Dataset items
------------------------------------
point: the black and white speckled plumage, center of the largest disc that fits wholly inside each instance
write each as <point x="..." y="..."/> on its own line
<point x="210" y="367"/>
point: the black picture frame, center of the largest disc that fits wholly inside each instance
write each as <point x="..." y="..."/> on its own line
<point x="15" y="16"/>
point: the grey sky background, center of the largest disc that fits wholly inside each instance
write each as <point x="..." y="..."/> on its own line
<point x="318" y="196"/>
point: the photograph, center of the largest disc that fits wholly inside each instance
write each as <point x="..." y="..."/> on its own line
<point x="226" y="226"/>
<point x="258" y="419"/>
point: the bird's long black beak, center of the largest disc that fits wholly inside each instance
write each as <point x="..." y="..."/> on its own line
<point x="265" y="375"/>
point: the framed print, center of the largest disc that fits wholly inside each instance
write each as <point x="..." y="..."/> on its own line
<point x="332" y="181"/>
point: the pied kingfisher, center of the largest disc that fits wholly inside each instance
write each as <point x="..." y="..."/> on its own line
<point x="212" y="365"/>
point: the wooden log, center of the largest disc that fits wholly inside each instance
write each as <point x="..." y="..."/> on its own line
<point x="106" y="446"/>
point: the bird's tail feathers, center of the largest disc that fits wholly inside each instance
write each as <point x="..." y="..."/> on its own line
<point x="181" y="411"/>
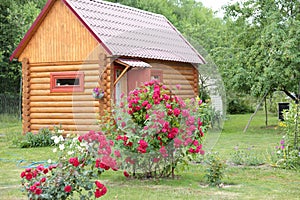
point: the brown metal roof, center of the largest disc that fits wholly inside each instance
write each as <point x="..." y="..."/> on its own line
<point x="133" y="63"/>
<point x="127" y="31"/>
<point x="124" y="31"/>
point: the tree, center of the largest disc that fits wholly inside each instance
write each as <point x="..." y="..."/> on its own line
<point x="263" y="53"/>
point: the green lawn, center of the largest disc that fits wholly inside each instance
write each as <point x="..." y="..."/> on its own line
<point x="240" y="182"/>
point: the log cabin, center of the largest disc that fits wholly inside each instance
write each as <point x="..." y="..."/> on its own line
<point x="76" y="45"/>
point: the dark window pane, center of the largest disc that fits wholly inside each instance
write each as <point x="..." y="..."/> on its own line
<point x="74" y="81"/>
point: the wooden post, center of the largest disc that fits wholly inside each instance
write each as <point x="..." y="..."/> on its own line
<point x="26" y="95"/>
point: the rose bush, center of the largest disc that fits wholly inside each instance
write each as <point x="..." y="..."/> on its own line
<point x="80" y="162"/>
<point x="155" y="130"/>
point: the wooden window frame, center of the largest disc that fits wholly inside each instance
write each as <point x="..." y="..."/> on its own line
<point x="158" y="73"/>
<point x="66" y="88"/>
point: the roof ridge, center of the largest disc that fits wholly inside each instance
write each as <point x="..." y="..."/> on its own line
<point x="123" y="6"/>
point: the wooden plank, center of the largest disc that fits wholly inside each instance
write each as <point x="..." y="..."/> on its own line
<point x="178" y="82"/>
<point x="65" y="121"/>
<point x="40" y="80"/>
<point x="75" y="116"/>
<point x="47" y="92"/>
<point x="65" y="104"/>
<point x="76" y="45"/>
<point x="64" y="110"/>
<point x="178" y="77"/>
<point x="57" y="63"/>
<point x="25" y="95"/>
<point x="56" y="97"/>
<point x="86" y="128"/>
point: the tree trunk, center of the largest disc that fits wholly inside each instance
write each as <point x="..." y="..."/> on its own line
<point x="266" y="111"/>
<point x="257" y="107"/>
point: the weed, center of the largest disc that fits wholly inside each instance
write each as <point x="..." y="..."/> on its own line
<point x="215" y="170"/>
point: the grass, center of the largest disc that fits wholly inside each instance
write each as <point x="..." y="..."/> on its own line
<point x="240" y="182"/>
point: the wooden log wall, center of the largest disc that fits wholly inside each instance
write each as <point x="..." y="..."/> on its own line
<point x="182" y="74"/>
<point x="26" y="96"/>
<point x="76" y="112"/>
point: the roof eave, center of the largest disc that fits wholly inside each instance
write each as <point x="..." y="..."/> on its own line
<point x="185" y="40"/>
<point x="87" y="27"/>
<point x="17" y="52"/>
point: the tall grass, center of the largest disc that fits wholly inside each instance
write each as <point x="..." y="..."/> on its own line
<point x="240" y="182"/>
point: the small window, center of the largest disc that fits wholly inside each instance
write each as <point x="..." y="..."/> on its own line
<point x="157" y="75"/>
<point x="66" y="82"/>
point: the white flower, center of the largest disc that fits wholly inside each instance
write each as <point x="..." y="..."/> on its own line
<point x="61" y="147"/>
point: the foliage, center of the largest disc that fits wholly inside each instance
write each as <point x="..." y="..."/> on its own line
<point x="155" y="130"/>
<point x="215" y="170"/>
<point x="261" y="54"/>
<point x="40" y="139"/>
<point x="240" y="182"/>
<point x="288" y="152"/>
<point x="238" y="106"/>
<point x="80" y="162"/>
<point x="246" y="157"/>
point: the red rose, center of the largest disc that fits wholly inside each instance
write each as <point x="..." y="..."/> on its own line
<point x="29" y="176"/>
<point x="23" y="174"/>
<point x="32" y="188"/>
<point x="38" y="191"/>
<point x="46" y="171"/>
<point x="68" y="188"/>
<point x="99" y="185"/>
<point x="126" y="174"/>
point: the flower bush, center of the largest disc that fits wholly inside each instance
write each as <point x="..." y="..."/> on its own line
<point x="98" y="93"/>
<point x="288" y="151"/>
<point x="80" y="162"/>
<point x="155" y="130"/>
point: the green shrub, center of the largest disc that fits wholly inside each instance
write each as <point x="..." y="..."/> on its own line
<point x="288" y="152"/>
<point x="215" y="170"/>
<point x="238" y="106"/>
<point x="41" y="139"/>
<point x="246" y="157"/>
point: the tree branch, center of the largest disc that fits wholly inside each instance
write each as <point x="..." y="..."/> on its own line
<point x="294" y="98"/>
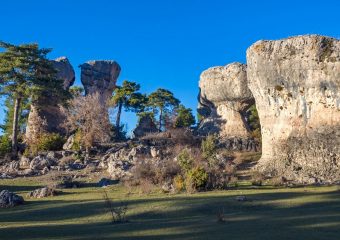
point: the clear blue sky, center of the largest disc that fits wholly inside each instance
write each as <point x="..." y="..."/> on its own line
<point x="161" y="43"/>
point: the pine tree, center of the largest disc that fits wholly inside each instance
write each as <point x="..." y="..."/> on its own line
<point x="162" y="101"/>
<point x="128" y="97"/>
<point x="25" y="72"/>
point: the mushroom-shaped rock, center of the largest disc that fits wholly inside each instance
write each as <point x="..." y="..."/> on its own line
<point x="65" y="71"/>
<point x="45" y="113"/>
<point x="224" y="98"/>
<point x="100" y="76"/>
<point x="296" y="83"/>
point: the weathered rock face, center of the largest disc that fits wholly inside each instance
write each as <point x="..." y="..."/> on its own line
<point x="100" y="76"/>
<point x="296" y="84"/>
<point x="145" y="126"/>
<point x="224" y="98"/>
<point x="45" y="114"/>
------------------------------------
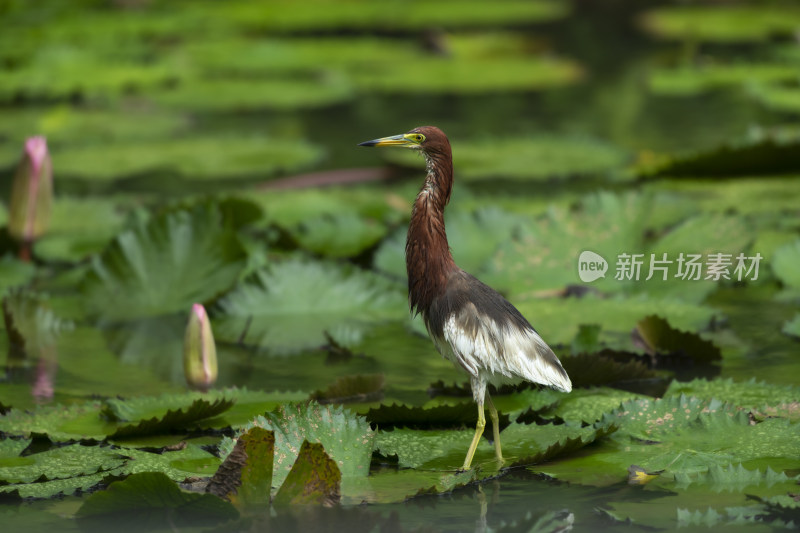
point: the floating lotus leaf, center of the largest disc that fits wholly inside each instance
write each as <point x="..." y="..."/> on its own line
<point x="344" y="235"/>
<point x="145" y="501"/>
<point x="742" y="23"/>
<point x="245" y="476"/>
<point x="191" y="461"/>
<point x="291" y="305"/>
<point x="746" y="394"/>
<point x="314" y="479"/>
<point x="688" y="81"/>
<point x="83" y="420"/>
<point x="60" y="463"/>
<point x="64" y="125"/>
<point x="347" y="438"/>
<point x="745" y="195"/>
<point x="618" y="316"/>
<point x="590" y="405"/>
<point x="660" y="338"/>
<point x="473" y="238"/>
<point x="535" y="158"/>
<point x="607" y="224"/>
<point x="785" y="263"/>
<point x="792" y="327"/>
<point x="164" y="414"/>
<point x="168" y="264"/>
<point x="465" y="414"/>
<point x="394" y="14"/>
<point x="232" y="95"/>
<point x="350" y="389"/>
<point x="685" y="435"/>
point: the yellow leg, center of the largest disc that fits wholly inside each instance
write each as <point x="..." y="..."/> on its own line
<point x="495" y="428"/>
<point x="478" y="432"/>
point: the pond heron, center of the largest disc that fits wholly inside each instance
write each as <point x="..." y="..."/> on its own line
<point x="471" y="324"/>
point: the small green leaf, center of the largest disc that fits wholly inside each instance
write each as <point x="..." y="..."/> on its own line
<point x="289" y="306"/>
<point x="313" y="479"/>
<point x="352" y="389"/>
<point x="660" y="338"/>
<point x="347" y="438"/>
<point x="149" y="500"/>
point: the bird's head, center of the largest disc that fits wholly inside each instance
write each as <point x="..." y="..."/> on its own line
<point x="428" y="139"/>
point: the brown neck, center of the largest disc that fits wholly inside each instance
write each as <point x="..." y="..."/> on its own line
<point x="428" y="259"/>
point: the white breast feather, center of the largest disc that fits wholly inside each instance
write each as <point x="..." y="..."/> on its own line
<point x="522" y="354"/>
------------------------------------
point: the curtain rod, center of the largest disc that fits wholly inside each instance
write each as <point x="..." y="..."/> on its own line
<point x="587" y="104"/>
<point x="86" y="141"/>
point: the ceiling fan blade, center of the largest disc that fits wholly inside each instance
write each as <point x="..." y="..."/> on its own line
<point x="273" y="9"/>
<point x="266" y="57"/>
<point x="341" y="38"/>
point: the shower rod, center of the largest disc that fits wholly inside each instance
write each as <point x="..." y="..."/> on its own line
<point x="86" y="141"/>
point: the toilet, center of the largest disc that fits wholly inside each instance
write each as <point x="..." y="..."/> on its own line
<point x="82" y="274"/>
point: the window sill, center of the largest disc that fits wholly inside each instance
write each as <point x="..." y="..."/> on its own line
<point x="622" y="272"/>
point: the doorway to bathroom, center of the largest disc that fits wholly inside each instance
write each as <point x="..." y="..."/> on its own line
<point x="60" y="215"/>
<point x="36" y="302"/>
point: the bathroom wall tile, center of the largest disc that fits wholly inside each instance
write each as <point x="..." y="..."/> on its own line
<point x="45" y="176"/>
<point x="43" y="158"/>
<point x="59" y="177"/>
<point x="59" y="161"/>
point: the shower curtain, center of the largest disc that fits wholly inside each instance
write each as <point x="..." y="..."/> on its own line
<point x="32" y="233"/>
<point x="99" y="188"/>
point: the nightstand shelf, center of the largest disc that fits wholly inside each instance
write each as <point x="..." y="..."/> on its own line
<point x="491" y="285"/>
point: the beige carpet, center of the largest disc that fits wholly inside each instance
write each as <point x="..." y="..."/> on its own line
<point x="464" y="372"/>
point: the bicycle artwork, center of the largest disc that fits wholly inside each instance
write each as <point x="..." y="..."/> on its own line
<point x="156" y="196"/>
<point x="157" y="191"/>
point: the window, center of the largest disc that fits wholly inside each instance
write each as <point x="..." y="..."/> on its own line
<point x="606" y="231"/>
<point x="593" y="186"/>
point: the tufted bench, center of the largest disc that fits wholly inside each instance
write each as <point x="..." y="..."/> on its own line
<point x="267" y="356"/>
------------------------------------
WHAT IS ASKED
Select every line above that contains the word "black" and copy each one out.

FULL SOLUTION
point: the black and white speckled plumage, center of the largest disc that fits wholly inside each instance
point: the black picture frame, center of the largest disc that fits wholly inside each instance
point: the bird's long black beak, center of the largest disc that fits wholly inside each instance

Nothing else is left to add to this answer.